- **The input**:
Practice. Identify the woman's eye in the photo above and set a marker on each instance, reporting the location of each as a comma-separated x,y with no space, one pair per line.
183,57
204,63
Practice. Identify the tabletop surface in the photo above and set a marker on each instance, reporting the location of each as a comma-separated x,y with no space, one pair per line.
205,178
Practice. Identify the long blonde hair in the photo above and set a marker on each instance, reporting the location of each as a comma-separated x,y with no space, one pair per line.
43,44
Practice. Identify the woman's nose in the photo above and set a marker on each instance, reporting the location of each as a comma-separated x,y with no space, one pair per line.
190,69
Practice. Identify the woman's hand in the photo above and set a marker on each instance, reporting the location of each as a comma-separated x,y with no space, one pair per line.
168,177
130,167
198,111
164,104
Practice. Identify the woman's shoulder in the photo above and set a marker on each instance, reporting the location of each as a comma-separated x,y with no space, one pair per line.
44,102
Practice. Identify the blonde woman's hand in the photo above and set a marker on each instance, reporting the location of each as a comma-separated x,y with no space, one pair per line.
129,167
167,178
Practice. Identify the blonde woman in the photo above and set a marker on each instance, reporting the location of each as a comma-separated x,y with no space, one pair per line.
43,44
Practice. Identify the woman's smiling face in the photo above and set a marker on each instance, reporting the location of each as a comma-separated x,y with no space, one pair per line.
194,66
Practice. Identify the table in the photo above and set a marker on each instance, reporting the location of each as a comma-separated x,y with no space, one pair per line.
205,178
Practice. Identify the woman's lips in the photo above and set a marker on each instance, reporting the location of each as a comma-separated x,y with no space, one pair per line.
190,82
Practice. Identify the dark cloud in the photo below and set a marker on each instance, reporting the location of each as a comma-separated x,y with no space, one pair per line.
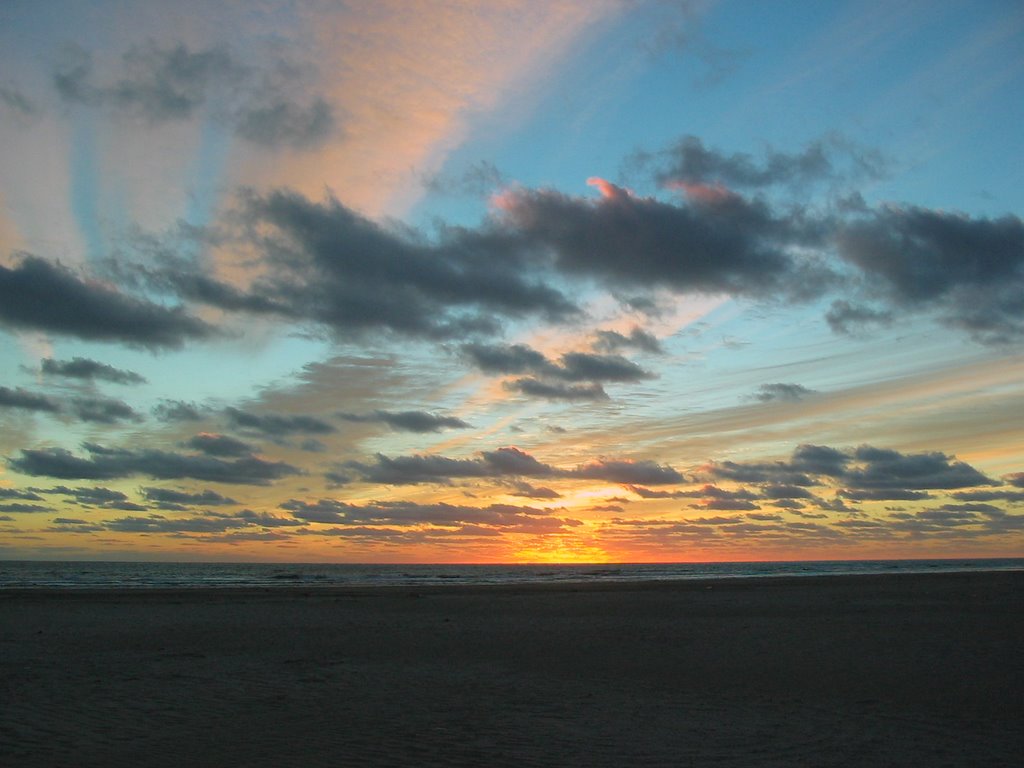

- **Set exercise**:
Rewrite all of the data above with "marker" replaced by "pin" and everything else unchanged, leaving out the pictures.

- **Result of the task**:
Practice. Identify the woman's eye in the photo above and set a pin on each instance, reporting the location of each as a comma-separated x,y with no space, one pair per line.
183,57
204,63
Practice. Identify the tabletop surface in the photo above and set a pin on each instance, reporting the location of each as a comma-separated x,y with no space, one pair per line.
205,178
Practice. Identify the long blonde hair in the photo above and set a pin on each instance, reporting the location of each as a comma-separated x,y with no space, one pair per line.
43,44
Practice. Identify the woman's nose in the photo above and set a pin on each instance, reporting the location of each as a comma-separated x,y with no space, one pair per line.
190,69
Practice. Identify the woman's hand in the photo above and set a pin on each instance, reporting the location of each as a comma-separated x,y with no space, one pair per line.
168,177
130,167
198,111
164,104
Practice. Identify the woman's shoulder in the photo above and set a pin on each instance, reporting the location of each as a comma-separated x,y with no space, one pair per line.
44,102
Practice. Identify the blonde woman's hand in the photo above and set a pin on each instance, reporting the location of each as a comma-separated x,y with no space, one pair per line.
129,167
167,178
Practice. Identify the blonde woman in the photo above and set a pin on each instance, reporting the location of each as a comma-separated x,y with no space, one pair per line.
43,44
Practice. Identify the woman's smiling face in the photo above and set a pin on each instance, reporting the location of each as a comma-separated x,y with no space, one pair per line.
194,66
Practice. Identify the table in the photo above and set a pin on each instance, reporting the location of each as a comma-separated x,y with no space, one pair per line.
205,178
Practice. Identify the woman's lips in the photo above and set a pin on each instance, reporting the location of each as a comma-separated x,y with no space, one pair per line.
190,82
Practice. Identify the dark cloud in the photo below and set a pin on each instance, reporting the location of each as a comma-separated x,y with no space, one pair per line.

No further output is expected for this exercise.